Input data START

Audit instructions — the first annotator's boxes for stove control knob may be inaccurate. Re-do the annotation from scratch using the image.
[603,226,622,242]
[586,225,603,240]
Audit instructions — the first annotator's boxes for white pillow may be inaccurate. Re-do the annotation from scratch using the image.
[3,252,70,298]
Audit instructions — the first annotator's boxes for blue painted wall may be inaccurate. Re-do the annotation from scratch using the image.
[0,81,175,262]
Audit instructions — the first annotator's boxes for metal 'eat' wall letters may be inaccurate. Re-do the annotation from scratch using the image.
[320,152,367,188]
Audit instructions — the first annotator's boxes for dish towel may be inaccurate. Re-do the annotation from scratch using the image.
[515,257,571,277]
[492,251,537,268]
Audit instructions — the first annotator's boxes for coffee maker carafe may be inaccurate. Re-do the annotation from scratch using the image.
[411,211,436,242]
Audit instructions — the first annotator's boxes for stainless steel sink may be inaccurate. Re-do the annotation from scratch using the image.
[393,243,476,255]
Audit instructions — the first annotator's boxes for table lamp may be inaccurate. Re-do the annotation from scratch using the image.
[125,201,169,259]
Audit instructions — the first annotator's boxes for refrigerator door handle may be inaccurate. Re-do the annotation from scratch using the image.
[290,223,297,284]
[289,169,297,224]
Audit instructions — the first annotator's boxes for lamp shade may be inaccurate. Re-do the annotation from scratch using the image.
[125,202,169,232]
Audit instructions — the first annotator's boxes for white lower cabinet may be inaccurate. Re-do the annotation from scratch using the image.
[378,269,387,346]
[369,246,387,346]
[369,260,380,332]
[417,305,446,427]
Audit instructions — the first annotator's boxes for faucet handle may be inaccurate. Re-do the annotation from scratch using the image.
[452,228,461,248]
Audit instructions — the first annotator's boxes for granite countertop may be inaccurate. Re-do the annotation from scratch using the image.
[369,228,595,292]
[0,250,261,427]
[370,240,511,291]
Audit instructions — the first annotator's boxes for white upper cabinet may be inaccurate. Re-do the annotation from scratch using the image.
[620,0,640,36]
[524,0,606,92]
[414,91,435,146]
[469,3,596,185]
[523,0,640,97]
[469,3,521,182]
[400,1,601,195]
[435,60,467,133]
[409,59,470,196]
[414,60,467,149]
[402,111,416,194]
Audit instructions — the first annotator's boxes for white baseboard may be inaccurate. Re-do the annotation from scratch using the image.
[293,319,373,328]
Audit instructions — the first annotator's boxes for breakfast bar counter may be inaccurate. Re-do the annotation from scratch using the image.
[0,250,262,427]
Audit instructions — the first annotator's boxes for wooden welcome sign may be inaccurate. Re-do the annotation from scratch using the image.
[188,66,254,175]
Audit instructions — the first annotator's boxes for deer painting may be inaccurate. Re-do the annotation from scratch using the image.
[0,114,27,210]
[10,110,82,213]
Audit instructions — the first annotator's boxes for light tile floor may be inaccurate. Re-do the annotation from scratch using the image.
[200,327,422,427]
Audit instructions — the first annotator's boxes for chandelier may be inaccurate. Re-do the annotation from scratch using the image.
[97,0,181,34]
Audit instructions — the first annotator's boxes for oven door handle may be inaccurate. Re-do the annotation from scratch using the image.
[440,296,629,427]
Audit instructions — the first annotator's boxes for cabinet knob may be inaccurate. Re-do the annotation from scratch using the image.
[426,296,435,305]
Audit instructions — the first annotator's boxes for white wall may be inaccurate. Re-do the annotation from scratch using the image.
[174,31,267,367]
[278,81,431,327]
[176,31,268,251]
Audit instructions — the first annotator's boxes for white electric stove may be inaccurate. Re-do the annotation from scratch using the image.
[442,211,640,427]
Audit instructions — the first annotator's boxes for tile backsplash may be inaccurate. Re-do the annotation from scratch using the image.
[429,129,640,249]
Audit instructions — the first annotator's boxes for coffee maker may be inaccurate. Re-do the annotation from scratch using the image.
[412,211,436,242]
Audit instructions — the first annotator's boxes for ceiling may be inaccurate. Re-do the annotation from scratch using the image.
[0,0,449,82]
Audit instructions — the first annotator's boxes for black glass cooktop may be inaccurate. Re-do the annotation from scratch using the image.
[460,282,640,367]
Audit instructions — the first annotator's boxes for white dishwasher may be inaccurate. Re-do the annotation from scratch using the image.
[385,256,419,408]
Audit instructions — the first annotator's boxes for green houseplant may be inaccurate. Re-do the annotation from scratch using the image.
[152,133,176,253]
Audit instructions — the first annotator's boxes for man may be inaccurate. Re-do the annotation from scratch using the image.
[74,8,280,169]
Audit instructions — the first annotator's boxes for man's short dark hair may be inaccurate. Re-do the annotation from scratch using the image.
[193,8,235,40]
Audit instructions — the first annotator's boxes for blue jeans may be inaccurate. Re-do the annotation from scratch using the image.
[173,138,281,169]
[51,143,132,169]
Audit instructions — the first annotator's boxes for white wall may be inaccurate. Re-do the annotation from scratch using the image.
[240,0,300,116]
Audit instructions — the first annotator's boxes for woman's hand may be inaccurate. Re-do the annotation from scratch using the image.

Input data END
Input data START

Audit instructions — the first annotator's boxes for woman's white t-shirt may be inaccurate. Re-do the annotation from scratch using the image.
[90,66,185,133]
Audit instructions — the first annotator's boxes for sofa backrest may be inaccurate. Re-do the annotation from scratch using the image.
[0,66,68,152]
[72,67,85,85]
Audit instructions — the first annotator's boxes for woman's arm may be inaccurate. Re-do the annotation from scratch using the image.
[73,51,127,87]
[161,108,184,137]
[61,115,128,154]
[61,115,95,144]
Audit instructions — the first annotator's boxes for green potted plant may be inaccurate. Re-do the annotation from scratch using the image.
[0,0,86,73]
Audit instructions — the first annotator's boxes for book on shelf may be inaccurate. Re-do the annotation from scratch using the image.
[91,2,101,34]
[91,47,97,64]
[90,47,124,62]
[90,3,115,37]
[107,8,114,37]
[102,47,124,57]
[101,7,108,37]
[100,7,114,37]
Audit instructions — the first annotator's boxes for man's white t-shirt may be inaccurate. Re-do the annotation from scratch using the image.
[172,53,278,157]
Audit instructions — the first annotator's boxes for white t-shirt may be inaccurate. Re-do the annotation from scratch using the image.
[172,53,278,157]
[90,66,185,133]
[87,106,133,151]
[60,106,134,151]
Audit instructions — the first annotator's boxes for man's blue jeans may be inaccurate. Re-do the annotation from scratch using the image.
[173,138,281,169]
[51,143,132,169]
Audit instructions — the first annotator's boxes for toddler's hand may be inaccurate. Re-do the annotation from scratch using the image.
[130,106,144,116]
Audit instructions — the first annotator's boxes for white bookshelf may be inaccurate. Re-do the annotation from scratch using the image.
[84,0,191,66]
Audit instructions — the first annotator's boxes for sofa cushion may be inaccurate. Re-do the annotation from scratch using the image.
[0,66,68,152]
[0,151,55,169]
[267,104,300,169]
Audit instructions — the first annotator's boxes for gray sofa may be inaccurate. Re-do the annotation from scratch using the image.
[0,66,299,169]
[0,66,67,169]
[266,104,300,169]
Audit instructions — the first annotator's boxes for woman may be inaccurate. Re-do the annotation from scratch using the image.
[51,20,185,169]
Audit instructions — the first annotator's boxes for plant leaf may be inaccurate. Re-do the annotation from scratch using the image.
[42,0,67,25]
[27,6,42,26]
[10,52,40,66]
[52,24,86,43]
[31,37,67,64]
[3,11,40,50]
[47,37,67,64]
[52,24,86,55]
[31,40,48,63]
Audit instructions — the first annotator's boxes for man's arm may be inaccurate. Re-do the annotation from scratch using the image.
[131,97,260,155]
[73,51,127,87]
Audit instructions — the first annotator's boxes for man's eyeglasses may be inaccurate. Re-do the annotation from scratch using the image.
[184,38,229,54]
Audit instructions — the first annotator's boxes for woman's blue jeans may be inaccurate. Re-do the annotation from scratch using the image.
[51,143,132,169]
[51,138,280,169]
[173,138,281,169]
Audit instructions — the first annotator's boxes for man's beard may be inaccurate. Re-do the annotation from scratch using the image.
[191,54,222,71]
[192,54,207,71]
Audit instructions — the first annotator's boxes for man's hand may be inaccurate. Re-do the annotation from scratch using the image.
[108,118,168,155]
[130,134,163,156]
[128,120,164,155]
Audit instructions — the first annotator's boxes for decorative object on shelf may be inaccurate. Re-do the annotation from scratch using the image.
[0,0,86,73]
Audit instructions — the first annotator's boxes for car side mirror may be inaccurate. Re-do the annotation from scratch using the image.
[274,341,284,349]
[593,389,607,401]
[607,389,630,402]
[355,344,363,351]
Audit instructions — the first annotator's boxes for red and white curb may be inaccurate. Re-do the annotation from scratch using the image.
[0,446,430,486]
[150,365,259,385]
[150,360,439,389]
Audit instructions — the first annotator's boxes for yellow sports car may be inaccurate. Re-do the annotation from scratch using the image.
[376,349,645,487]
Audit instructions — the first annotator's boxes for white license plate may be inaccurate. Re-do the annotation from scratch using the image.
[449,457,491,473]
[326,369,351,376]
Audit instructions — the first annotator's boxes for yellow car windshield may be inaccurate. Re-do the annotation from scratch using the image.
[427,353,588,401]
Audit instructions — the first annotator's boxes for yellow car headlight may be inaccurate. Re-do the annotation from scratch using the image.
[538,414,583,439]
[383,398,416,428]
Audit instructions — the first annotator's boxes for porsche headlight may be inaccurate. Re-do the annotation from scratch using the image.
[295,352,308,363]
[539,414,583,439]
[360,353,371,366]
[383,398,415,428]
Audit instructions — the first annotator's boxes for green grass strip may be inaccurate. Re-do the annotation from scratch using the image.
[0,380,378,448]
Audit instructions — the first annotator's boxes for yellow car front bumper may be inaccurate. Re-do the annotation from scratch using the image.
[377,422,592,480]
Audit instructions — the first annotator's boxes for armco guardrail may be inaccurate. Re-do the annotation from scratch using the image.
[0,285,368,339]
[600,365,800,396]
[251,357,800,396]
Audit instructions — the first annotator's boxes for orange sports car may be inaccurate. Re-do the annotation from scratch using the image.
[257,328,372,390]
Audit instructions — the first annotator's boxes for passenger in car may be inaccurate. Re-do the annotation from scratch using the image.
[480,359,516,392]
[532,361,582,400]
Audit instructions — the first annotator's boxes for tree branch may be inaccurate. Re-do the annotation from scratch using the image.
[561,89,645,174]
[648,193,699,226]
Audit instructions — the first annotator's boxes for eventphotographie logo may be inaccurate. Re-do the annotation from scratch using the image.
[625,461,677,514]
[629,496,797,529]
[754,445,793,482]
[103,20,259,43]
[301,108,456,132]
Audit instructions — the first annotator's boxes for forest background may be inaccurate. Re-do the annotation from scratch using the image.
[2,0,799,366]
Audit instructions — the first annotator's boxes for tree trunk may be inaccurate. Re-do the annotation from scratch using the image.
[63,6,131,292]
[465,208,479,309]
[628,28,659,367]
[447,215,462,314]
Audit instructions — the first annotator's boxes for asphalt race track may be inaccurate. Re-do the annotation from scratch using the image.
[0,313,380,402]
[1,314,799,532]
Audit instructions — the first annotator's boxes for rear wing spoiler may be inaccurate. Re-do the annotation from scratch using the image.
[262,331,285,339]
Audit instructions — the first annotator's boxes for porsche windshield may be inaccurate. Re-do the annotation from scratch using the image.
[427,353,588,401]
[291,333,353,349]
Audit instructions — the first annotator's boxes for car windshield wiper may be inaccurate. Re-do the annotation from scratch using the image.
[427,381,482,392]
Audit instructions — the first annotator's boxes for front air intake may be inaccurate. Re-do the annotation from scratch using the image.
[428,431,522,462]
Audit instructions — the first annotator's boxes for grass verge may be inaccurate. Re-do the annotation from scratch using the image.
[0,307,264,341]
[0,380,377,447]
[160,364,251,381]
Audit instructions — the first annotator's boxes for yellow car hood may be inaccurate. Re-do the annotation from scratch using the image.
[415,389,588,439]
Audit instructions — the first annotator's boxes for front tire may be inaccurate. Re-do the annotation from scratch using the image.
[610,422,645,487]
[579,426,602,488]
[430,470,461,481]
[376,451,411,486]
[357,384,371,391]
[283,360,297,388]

Input data END

Required work
The required output is every line above from the one with "for white dishwasher" down to the one with "for woman's hand", restated word for word, ends included.

Result
Audit instructions — the first annotator's boxes for white dishwasher may be inaccurate. Re-do the annotation from scratch using the image.
[385,256,419,408]
Audit instructions — the first annotator's boxes for green houseplant may be inaccurate. Re-do the annotation from scratch using the image.
[152,133,176,253]
Audit instructions — the first annotator's boxes for man may be inaccurate. Re-do the annotation from scratch using the image.
[74,8,280,169]
Audit instructions — the first annotator's boxes for man's short dark hair may be inaccurate. Re-do the annotation from scratch using the image.
[193,8,235,40]
Audit instructions — the first annotator's boxes for blue jeans may be inaccurate. Re-do the annotation from scratch using the image.
[173,138,281,169]
[51,143,132,169]
Audit instructions — the first annotator's boxes for white wall may be inaccurate. Re-do the annotation from scratch using the image.
[240,0,300,116]
Audit instructions — the first annotator's boxes for woman's hand may be inaccurate. Re-do the annotation from scratch using the image.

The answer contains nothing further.